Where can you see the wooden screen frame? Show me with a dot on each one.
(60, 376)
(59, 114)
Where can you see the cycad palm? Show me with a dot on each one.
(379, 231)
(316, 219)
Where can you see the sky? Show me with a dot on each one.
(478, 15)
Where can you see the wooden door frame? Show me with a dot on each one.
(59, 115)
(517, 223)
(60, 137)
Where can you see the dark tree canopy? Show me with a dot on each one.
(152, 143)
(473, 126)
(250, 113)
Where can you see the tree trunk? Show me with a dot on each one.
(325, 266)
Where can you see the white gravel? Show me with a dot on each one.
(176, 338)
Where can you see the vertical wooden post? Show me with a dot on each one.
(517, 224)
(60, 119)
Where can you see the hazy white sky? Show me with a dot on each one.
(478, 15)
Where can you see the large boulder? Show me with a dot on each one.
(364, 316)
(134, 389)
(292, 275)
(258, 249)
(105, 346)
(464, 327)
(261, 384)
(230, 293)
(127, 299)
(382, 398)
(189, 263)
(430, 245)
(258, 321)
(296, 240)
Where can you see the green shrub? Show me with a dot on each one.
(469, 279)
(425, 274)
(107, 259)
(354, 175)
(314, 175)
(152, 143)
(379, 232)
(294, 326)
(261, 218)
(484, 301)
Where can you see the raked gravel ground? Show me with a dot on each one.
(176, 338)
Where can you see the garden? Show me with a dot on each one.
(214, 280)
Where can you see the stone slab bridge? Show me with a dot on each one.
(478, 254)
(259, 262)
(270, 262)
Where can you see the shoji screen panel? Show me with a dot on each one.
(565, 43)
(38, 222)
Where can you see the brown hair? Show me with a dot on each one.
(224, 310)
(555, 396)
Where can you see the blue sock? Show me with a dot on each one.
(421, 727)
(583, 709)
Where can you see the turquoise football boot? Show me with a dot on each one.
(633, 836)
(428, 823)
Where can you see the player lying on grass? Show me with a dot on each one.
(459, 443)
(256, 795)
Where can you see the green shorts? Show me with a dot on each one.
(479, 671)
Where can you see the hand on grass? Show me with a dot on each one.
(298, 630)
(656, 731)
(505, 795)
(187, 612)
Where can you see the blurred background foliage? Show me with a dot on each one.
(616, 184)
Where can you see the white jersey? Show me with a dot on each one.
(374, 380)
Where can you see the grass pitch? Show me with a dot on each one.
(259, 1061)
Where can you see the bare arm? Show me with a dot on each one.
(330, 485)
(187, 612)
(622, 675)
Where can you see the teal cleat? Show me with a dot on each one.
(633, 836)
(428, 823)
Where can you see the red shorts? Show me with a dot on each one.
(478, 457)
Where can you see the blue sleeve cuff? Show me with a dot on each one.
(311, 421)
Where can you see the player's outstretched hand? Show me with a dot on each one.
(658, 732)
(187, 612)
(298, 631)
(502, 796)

-----

Given request → Reproduce every one of the records above word for word, without altering any line.

Problem solution →
Where can you see the wooden screen frame? Show me with a dot on each one.
(60, 376)
(59, 114)
Where can you see the cycad palm? Show me with a dot on each one.
(379, 231)
(316, 219)
Where can you see the sky? Show me with a dot on each one.
(478, 15)
Where can you see the wooden door frame? Show me with a dot on each one.
(59, 115)
(517, 223)
(60, 137)
Where can you see the dark tree canopy? Show me with a dot on each one.
(152, 143)
(473, 126)
(250, 113)
Where can you see the tree trunk? Show me with a dot on each one.
(325, 266)
Where can you see the white gravel? Show me with a dot on each one.
(176, 338)
Where can you see the vertical wooden post? Show me with a dot on each one.
(517, 224)
(60, 119)
Where can you see the hazy white sky? Show me with a dot on each one.
(478, 15)
Where can you see the large boulder? Show me with a dot on each one.
(364, 316)
(134, 389)
(292, 275)
(258, 249)
(105, 346)
(464, 327)
(261, 384)
(230, 293)
(127, 299)
(382, 398)
(189, 263)
(430, 245)
(258, 321)
(296, 240)
Where can you see the green shrub? Show me with a dot on each one.
(469, 279)
(425, 274)
(107, 259)
(354, 175)
(314, 175)
(152, 143)
(379, 232)
(294, 326)
(261, 218)
(484, 301)
Where can you see the raked gravel ground? Show me with a dot on each one.
(176, 338)
Where can you see the garden? Show me with a dot on each one.
(214, 280)
Where can you see the stone slab bridge? Show me with a dot on each one.
(478, 254)
(259, 262)
(270, 262)
Where can you see the shoji screen panel? Show me with a dot on each one.
(565, 43)
(38, 222)
Where can you see the brown hair? Show me with a dot on each one.
(224, 310)
(555, 396)
Where can you see the blue sock? Show me with a dot on each one.
(421, 727)
(583, 709)
Where can you see the turquoise football boot? Show me with a dot on each one.
(633, 836)
(428, 823)
Where can you see the player lying on grass? Show me with a dot on each one.
(459, 443)
(256, 795)
Where can you see the green shorts? Show me with a dot on each one.
(479, 671)
Where can you see the hand on grass? Show me with a dot on each one.
(298, 630)
(656, 731)
(505, 795)
(187, 612)
Where can you see the blurred background foliage? Show me with a dot on each one.
(616, 184)
Where can you see the white jersey? Show me with a dot on each one.
(374, 380)
Where can you see the grass pitch? Show me with a dot on each one.
(259, 1061)
Where can you see the bare arm? Show me with a dot on each one.
(330, 485)
(187, 612)
(622, 675)
Where can you see the teal cleat? Show me with a dot on each one.
(633, 836)
(428, 823)
Where can you see the red shorts? Show me with a dot on each one.
(478, 457)
Where can you see the blue sleeve cuff? Show me with a dot on each one.
(311, 421)
Where can you see the player's outstretched hand? Show me with a dot on each one.
(658, 732)
(187, 612)
(298, 631)
(502, 796)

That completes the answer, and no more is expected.